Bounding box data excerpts
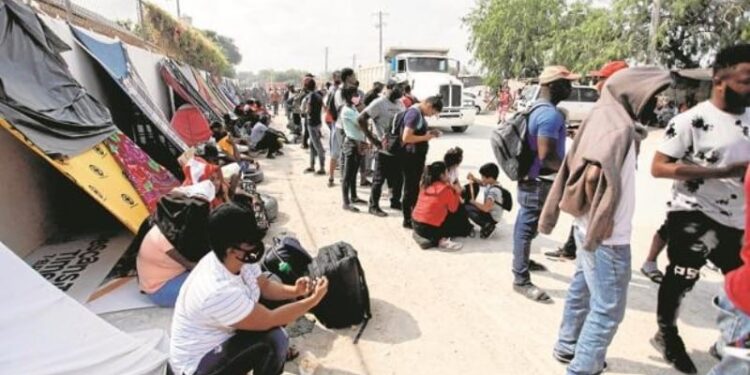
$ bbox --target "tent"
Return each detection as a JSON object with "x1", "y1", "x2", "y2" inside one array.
[
  {"x1": 70, "y1": 26, "x2": 187, "y2": 175},
  {"x1": 0, "y1": 243, "x2": 167, "y2": 375},
  {"x1": 172, "y1": 104, "x2": 211, "y2": 146}
]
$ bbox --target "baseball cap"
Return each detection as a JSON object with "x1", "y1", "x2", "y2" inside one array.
[
  {"x1": 539, "y1": 65, "x2": 581, "y2": 85},
  {"x1": 591, "y1": 60, "x2": 630, "y2": 78}
]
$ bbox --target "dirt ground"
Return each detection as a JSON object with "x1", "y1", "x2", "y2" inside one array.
[{"x1": 107, "y1": 116, "x2": 722, "y2": 375}]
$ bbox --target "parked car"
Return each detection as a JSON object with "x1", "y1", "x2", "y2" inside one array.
[{"x1": 515, "y1": 85, "x2": 599, "y2": 126}]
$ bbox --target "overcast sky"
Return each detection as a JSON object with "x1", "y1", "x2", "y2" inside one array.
[{"x1": 81, "y1": 0, "x2": 474, "y2": 73}]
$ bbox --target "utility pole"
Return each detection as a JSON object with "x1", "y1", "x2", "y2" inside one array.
[
  {"x1": 375, "y1": 11, "x2": 388, "y2": 62},
  {"x1": 648, "y1": 0, "x2": 661, "y2": 65}
]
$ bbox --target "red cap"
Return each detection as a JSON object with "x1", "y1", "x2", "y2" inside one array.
[{"x1": 591, "y1": 60, "x2": 629, "y2": 78}]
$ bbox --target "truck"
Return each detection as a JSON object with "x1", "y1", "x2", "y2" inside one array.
[{"x1": 357, "y1": 47, "x2": 476, "y2": 133}]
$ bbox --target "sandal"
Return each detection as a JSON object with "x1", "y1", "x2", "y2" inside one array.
[
  {"x1": 286, "y1": 345, "x2": 299, "y2": 362},
  {"x1": 513, "y1": 283, "x2": 552, "y2": 303},
  {"x1": 641, "y1": 267, "x2": 664, "y2": 284}
]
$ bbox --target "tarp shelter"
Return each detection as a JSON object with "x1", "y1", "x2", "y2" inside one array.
[
  {"x1": 0, "y1": 243, "x2": 167, "y2": 375},
  {"x1": 172, "y1": 104, "x2": 211, "y2": 146},
  {"x1": 0, "y1": 0, "x2": 116, "y2": 156},
  {"x1": 70, "y1": 26, "x2": 187, "y2": 175}
]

**Exercise:** Please extract every line of the entries above that contains the string "target", treating uppercase and lowercase as different.

**Answer to this exercise:**
$ bbox --target "tent"
$ bbox --target "baseball cap"
$ bbox --target "dirt ground"
$ bbox --target "parked car"
$ bbox --target "overcast sky"
$ bbox --target "utility pole"
$ bbox --target "red cap"
$ bbox --target "truck"
$ bbox --target "sandal"
$ bbox --target "tarp shelter"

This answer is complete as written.